WORK TASK:
Will you quote all of the entries, word for word?

[Data excerpts]
******

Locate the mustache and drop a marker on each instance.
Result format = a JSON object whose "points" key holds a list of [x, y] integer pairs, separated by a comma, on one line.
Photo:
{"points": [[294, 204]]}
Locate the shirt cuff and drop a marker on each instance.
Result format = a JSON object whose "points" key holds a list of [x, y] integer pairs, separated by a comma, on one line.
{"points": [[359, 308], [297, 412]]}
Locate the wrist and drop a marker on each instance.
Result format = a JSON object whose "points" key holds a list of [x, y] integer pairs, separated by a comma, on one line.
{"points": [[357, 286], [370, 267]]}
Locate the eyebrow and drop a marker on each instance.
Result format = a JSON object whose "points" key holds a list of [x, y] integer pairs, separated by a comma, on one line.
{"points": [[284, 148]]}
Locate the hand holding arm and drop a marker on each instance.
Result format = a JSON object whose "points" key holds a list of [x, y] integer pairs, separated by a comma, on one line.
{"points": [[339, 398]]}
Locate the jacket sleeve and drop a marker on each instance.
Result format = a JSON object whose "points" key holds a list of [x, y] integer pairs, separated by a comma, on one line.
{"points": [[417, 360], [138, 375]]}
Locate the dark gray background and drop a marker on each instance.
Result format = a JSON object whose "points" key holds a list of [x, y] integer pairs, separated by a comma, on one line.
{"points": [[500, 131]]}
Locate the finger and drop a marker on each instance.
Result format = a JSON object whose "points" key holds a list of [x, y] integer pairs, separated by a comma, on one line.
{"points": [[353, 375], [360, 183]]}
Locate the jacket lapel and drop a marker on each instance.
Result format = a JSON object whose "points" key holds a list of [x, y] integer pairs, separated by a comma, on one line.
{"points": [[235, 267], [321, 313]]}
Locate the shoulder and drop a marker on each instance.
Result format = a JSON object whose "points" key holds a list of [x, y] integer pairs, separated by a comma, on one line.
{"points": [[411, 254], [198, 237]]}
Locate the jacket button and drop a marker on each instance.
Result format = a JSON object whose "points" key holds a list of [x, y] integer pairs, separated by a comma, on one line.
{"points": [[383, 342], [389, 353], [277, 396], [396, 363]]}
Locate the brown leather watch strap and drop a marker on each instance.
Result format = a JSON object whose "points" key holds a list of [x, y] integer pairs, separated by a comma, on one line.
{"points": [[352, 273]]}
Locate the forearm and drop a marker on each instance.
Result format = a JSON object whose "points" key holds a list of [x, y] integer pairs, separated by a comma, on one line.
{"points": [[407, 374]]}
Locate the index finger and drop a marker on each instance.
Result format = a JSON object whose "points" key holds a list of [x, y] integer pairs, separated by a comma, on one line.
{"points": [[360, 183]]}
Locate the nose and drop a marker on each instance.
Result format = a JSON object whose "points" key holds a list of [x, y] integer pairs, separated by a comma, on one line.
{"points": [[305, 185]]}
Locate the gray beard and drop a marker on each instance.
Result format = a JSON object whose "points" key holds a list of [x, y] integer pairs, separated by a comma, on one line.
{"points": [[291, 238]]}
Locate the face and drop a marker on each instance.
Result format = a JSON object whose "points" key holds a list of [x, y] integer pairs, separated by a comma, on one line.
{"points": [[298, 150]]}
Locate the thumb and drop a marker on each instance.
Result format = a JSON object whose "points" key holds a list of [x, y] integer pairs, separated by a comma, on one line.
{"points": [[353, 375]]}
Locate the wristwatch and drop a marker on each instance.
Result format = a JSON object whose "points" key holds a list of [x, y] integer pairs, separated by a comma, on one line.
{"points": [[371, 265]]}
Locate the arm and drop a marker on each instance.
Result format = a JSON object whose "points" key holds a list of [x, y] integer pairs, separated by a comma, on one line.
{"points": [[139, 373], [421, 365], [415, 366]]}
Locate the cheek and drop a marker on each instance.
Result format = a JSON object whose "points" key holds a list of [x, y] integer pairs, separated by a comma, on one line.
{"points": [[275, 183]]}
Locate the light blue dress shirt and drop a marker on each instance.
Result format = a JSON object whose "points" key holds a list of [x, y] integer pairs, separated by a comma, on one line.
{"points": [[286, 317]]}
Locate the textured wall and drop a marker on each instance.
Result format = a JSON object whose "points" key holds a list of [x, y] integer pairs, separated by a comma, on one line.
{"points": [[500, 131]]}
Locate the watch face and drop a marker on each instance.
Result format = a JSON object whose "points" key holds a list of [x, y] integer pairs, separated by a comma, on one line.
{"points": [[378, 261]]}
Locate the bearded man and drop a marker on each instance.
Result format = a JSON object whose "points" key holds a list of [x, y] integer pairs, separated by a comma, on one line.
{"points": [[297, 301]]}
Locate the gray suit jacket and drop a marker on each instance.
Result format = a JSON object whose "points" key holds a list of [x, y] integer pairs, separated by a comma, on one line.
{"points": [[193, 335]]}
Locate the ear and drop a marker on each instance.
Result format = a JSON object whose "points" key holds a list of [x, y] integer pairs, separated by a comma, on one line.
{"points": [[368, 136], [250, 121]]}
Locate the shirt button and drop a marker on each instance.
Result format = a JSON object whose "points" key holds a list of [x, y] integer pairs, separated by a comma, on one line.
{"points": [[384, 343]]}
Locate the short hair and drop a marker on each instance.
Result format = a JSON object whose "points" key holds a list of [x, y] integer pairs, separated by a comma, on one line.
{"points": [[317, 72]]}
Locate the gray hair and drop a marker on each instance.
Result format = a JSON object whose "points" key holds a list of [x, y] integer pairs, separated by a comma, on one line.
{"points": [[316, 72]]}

******

THE COMPLETED TASK:
Locate the mustache and drop a marker on each instance.
Result format = a JSON object whose "points" key holds a list of [x, y] integer pairs, separated by a comma, on one line.
Photo:
{"points": [[294, 204]]}
Locate the shirt cuff and drop a marker on each instance.
Result format = a JSON object whose "points" key holds a list of [x, y] integer pairs, separated by a comma, on one line.
{"points": [[359, 308], [297, 412]]}
Locate the wrist and drop a marker on each instance.
Result format = a JSON object whose "points" key holds a list of [x, y] integer pairs, separated by a comma, on one line.
{"points": [[357, 286], [370, 267]]}
Locate the eyebrow and drop a marker on each instance.
Result format = a JSON object whose "points" key holds a list of [x, y] integer pairs, separated by a comma, on one line.
{"points": [[284, 148]]}
Locate the hand holding arm and drop a marker on each instance.
Result format = a JSON object whose "points" key holds a list of [x, y] integer pairs, separated by a comma, on one line.
{"points": [[339, 398]]}
Locate the jacket sleeve and drop a marker on each instance.
Result format = a JSON object whose "points" key holds a list of [x, y] integer pairs, separated by a comma, on one line.
{"points": [[417, 360], [138, 375]]}
Locate the dark gray background and drop a marker on each instance.
Result format = a JSON object whose "points" key holds a list of [x, y] integer pairs, separated by a comma, on one line.
{"points": [[500, 131]]}
Locate the finger and drop a marker on each instance.
Result format = a JSON object whose "points" key holds a list of [x, y] integer pairs, separated by a comma, on one line.
{"points": [[353, 375], [360, 183]]}
Locate the jacket lapel and drop a marker on each instance.
Result format = a JSON object whose "points" key holds a list of [x, y] integer pairs, separated by a comma, on one line.
{"points": [[235, 267], [321, 313]]}
Locate the shoulder and drop a marker on each instance.
Result format = a JSON object whose "points" key holds a list of [x, y] integer pairs, separated by a comma, on one line.
{"points": [[411, 254], [198, 237]]}
Locate the jacket button and drop a marker on each instance.
Result format = a JSON object whose "points" key holds a list of [x, y] integer pairs, separated by a comma, on one line.
{"points": [[383, 342], [389, 353], [277, 396], [396, 363]]}
Locate the brown leather watch strap and drop a marker on each instance.
Result format = a JSON object whose "points" key holds a list of [x, y] integer pairs, separated by a comma, on one line.
{"points": [[352, 273]]}
Locate the forearm and drop a marker on each instance.
Result format = a JSON object whose "points" key holds a list of [x, y] integer pairs, separated by a comma, on one line.
{"points": [[407, 374]]}
Locate the index finger and drop a marker on each instance.
Result format = a JSON object whose "points" key holds a list of [x, y] integer pairs, separated by a comma, on one line.
{"points": [[360, 183]]}
Locate the nose and drop a marker on each instance.
Result format = a JSON object whose "points" key holds a list of [x, y] integer pairs, separated by a comma, on one line.
{"points": [[305, 185]]}
Locate the gray beard and drop a marker on each instance.
Result format = a JSON object whose "points" key holds a list of [x, y] integer pairs, separated by a comma, on one line.
{"points": [[291, 238]]}
Locate the face and drop a marker on each instance.
Result format = a JSON object whose "points" key holds a list of [x, y] integer pairs, separated by a comma, on one line.
{"points": [[298, 150]]}
Locate the thumb and drop a marker on each instance.
Result format = a JSON object whose "points" key holds a list of [x, y] integer pairs, separated by a comma, on one line.
{"points": [[353, 375]]}
Locate the wristwatch and drop a marker on each instance.
Result format = a JSON object whose "points" key holds a list of [x, y] integer pairs, separated by a comma, on one line.
{"points": [[371, 265]]}
Locate the arm and drop a marker on each instance.
Result format = a JSON object whose "points" key holds a list of [x, y] integer pairs, separated by a comma, on one line.
{"points": [[139, 373], [421, 365], [415, 366]]}
Locate the cheek and drop a marker on each instance.
Result format = a JSON object whose "points" key holds a list of [x, y] integer pairs, separated by a comma, on one line.
{"points": [[275, 183]]}
Locate the light blue dress shirt and drop a marker on each instance.
Result format = a JSON object whose "points" key holds a list of [x, y] integer pairs, separated by a comma, on one line.
{"points": [[286, 317]]}
Locate the textured wall and drop a marker on each instance.
Result format = a JSON object whose "points" key holds a list of [x, y] integer pairs, separated by a comma, on one line.
{"points": [[500, 131]]}
Locate the watch face and drop a marker on each instance.
Result format = a JSON object whose "points" key holds a list of [x, y] integer pairs, separated by a comma, on one line.
{"points": [[378, 261]]}
Locate the bearded man and drop a marker on each instance.
Result format = a JSON object whose "points" key holds a list of [x, y] integer pairs, separated by a comma, on one line.
{"points": [[297, 301]]}
Locate the gray suit jacket and drop a marker on each instance.
Result format = a JSON object whose "points" key holds a list of [x, y] integer pairs, separated by a comma, on one line.
{"points": [[193, 335]]}
Locate the ear and drop a marker on each instance.
Result format = a JSON object whose "points" key holds a list of [x, y] integer pairs, separated by a comma, on one line.
{"points": [[368, 136], [250, 121]]}
Locate the shirt button and drop a marker on each instance.
Result format = a JSON object whose "points" key holds a list of [x, y] integer pairs, separated by a comma, on one line.
{"points": [[384, 343]]}
Locate the short hair and drop a marker on each instance.
Result format = a JSON object whose "points" key holds a list of [x, y] integer pairs, separated by a comma, on one line.
{"points": [[317, 72]]}
Locate the gray hair and drop a marker on each instance.
Result format = a JSON object whose "points" key holds a list of [x, y] integer pairs, separated by a comma, on one line.
{"points": [[316, 72]]}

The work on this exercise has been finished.